Given problem
Report each line of the items below that contains the string "shoreline", copying the line in full. Case matters when matching.

Given entries

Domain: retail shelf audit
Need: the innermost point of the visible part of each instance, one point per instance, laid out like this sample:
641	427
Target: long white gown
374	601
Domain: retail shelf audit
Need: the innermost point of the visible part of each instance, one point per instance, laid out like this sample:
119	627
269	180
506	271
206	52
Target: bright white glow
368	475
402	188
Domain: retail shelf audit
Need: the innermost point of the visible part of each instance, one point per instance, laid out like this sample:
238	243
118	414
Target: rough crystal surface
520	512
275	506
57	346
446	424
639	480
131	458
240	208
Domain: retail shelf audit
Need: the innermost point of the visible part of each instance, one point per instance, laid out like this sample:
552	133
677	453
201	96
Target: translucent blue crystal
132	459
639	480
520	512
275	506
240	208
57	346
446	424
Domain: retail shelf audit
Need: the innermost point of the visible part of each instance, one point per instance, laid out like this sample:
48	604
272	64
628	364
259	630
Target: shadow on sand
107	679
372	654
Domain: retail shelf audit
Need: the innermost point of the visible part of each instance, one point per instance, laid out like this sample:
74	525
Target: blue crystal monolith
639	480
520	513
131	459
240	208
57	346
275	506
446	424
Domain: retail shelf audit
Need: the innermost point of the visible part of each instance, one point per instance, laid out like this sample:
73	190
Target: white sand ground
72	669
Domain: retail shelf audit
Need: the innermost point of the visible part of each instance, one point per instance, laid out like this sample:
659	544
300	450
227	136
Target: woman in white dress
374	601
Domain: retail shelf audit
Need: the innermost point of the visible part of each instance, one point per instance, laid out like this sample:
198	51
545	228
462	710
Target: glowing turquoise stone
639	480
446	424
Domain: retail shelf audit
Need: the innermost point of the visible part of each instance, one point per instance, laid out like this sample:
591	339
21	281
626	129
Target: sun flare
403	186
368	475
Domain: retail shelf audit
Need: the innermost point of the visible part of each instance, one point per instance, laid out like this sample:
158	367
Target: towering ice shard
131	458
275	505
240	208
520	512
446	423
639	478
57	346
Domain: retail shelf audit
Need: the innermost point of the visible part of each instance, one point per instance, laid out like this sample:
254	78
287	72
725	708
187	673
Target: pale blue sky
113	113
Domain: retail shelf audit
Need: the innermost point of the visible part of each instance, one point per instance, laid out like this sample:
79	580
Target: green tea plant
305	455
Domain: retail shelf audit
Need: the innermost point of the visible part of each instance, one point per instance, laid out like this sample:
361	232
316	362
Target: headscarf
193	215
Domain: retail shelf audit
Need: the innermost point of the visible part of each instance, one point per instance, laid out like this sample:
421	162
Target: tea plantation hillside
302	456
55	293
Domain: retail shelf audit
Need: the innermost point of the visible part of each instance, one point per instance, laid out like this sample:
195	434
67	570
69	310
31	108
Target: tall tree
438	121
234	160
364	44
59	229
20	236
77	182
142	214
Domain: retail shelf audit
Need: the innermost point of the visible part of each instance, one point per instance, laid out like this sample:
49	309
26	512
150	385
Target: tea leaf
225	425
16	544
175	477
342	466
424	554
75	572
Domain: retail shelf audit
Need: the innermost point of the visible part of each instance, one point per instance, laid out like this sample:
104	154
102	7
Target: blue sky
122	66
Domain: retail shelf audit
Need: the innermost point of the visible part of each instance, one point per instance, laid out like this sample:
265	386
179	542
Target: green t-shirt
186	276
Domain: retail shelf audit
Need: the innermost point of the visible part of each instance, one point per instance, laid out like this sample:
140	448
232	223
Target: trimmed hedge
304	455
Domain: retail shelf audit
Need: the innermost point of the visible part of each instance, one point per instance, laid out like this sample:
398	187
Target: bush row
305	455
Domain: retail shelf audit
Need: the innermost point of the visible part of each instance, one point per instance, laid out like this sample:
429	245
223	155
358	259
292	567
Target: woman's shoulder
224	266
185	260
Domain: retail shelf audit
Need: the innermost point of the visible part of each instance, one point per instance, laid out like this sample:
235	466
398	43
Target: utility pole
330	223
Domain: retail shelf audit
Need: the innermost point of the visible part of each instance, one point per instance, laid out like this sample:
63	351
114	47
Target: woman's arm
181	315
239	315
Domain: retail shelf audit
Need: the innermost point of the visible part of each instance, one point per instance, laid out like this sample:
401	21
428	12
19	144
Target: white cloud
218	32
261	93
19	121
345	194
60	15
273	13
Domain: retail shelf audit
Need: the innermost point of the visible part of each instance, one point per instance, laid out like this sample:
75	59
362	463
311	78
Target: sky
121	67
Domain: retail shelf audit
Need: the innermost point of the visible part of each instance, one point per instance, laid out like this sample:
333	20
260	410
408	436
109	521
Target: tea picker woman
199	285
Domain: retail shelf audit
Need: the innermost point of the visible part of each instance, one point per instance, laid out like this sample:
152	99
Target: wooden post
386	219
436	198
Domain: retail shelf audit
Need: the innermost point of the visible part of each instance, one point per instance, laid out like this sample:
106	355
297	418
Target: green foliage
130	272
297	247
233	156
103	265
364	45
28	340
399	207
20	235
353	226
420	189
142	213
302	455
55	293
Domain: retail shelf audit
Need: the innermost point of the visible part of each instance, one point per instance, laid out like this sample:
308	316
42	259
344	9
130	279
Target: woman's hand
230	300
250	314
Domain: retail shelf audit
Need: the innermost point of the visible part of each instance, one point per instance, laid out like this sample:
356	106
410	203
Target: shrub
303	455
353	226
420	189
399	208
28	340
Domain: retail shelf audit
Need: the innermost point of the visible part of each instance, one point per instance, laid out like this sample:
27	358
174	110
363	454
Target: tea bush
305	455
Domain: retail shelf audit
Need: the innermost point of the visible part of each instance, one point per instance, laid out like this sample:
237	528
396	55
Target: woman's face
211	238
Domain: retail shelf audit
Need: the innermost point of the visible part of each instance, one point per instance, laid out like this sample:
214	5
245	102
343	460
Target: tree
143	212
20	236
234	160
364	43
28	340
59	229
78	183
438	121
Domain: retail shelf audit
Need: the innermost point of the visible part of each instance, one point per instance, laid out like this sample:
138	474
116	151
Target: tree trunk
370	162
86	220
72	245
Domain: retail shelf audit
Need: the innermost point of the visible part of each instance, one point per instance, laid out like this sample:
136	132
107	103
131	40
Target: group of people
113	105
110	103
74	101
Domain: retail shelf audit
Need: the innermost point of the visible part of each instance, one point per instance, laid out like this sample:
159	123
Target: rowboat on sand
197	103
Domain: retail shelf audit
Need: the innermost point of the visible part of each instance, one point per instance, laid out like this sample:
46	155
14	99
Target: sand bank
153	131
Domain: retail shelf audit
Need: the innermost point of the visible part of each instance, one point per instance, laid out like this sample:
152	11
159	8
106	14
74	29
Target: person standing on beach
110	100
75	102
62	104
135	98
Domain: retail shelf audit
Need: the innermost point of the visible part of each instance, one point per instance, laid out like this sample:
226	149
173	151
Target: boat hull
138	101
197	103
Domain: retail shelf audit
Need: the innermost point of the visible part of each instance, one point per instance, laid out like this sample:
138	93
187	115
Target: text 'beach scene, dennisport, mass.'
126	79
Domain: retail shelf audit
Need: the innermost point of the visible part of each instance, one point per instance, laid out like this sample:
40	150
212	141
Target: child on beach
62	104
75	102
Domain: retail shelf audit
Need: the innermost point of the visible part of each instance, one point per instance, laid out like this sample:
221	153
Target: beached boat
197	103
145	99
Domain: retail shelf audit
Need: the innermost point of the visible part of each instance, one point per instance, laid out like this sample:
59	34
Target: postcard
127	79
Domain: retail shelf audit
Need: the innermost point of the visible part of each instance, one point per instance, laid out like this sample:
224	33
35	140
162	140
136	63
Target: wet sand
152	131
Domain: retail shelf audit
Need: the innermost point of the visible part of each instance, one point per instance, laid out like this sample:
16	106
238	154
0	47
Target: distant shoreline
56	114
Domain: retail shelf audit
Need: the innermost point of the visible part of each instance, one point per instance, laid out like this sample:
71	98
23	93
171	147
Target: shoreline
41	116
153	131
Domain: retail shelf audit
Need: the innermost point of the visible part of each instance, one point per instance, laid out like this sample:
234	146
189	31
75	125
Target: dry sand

Solved exercise
Target: distant shoreline
Target: shoreline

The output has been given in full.